[Extracted records]
===============

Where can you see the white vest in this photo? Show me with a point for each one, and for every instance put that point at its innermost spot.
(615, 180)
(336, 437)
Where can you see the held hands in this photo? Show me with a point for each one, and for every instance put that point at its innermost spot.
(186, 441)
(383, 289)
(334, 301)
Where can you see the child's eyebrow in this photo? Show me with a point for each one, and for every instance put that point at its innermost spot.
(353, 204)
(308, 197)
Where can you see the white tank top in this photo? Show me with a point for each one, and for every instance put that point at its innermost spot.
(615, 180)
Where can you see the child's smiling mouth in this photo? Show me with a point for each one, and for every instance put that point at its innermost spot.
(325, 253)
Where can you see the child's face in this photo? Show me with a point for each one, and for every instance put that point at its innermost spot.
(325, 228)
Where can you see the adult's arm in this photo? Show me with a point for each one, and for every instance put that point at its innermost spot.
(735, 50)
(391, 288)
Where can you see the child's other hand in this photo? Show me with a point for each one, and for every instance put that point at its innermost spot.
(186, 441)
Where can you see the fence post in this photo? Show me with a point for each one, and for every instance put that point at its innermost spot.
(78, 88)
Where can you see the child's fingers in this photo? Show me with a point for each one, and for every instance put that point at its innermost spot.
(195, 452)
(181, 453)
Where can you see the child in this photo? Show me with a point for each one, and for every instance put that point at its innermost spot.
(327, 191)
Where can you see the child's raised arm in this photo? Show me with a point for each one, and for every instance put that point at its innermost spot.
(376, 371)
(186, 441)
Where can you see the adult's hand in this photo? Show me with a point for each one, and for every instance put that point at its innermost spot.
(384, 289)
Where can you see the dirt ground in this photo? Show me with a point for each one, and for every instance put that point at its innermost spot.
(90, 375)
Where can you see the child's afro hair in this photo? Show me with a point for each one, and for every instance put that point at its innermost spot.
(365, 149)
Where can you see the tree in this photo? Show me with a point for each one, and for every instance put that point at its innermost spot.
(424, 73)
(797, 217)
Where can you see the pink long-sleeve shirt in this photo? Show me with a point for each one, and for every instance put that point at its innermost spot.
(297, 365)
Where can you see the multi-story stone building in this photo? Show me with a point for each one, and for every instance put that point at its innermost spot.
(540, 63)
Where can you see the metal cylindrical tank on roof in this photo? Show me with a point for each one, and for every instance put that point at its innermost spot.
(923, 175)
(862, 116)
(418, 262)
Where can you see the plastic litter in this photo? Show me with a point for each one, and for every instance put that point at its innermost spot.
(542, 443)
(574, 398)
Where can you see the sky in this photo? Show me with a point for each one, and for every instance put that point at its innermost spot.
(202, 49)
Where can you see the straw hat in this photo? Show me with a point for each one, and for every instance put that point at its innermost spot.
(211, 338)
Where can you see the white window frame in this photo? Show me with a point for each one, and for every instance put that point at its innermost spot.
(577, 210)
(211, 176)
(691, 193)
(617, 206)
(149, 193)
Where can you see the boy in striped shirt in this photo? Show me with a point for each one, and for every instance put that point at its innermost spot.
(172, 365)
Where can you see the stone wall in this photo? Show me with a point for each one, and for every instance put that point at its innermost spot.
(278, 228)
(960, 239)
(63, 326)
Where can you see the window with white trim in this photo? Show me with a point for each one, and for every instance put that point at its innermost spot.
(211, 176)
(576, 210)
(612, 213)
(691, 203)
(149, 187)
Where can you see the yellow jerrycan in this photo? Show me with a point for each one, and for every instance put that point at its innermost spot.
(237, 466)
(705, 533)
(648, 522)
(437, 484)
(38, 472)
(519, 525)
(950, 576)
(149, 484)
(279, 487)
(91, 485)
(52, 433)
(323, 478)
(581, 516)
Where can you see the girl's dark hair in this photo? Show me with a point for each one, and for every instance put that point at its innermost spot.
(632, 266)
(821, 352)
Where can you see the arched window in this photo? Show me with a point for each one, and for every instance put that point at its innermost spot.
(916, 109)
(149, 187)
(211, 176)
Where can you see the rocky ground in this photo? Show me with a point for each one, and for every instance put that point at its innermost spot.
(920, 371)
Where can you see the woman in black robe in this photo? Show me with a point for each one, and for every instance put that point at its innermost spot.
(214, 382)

===============

* _TO DO_:
Please retype every entry above exactly as it stands.

* _EXERCISE ANSWER_:
Where can you see the white vest in this photo? Show me with a point for each one, and for every instance put that point at its innermost spot.
(615, 180)
(336, 437)
Where can you see the held hands in this photo? Show me with a point for each one, and for every instance put that point at its innermost spot.
(186, 441)
(383, 289)
(334, 301)
Where can you see the child's eyebrow in this photo? Show me with a point for each one, and for every instance put that point at its innermost spot.
(353, 204)
(308, 197)
Where can you see the white tank top in this photo? Show me with a point for each one, and for every instance put that point at its innermost spot.
(615, 180)
Where can you see the child's smiling mouth in this photo? Show me with a point for each one, and for every instance put that point at its innermost spot.
(325, 253)
Where can you see the child's face in this photo? Show me with a point for each one, and for every instance put that point at its innermost spot.
(325, 228)
Where can you see the adult's arm in this photo? Show me with a point for each one, and for every instance put that point at its innermost spot.
(735, 50)
(391, 288)
Where can you see the child's other hand in this photo? Show me with a point for each one, and for every instance put that point at its innermost spot.
(186, 441)
Where can you see the fence post in this photo? Show me with a point for each one, and for every instance put that point at its innermost spot.
(78, 88)
Where can you see the child's fingers in this photo? Show me with a point for each one, and for every instance put that point at its innermost spot.
(195, 452)
(181, 453)
Where can you see the child in this photo? Show me with a point for each one, and for every instance put that point at its innermost spot.
(327, 191)
Where can you see the child's raised arm in this photo? Show me with a point for each one, and for every instance put that point at its innermost spot.
(376, 371)
(186, 441)
Where can you see the adult's hand in this photo? Show me with a point for each one, and for every instance put that point at its innermost spot.
(384, 289)
Where can you see the dirt ground in this photo? Show me with a point for each one, and for every instance put that point at its innermost spot.
(90, 375)
Where can you see the child's afro hair in this photo? Show me with a point for each one, and for every instance put that point at its innermost spot.
(365, 149)
Where can you see the tree in this photo? Show me with a point for each one, and for every instance put that point at its innermost spot.
(424, 73)
(797, 217)
Where can you see the pink long-sleeve shirt in this photo? Show me with a point for each one, and for every instance put that point at its innermost spot.
(297, 365)
Where can you see the multi-story stone building in this photo? Show me with a point for each one, and for every instance put that point at its innermost spot.
(540, 63)
Where can you see the metal cylindrical tank on roof in this photo? Show me with a point for each one, and for every instance put that point at its innermost spot.
(923, 175)
(862, 116)
(418, 262)
Where can you see the plastic litter in this photo? Show me with a point for each one, and for every instance put that point at its innermost spot.
(542, 443)
(574, 398)
Where can you see the sky in this photo? Show me with a point for each one, and for every instance put that point at its innermost spot.
(202, 49)
Where can you see the straw hat in this photo? Show me with a point for each one, and for every instance put that point at its innermost spot.
(211, 338)
Where can you see the white window frame in this photo? Show me with a point for each one, and for every instance put that point at its innermost spot.
(577, 210)
(211, 176)
(691, 193)
(617, 206)
(149, 193)
Where can you see the boy in striped shirt in this photo? Show me with a point for each one, and for every instance put that point at its innermost spot.
(172, 365)
Where can you see the stone wall in this photo? Show me with a point for each one, and for every instance put that point at its innermost spot.
(278, 228)
(960, 239)
(63, 326)
Where can you see the window with white trim in this photo? Show me with a point for each one, and for every instance put that point at its innermost spot.
(211, 176)
(576, 210)
(612, 213)
(691, 203)
(149, 187)
Where can you see the yellow jerrycan in this photo? Show me with a point for each one, and for every instance put that point at its innermost spot.
(237, 466)
(705, 533)
(648, 522)
(437, 484)
(38, 472)
(519, 525)
(950, 576)
(149, 484)
(279, 487)
(91, 485)
(52, 433)
(323, 478)
(581, 516)
Where can you see the girl's dark hair in this photo? Show me with a point for each one, and for every instance put that point at its innermost spot.
(632, 266)
(821, 352)
Where can you see the arched window in this photo? Show me with a point for each one, and for every instance put that point at its innermost spot.
(916, 109)
(149, 187)
(211, 176)
Where can you see the rocky ground in this photo? Show me with a point for each one, and for every instance put that point at its innermost spot.
(920, 371)
Where can you see the woman in black robe in this photo? Show me with a point for each one, and for every instance put that point at its innermost spot.
(214, 382)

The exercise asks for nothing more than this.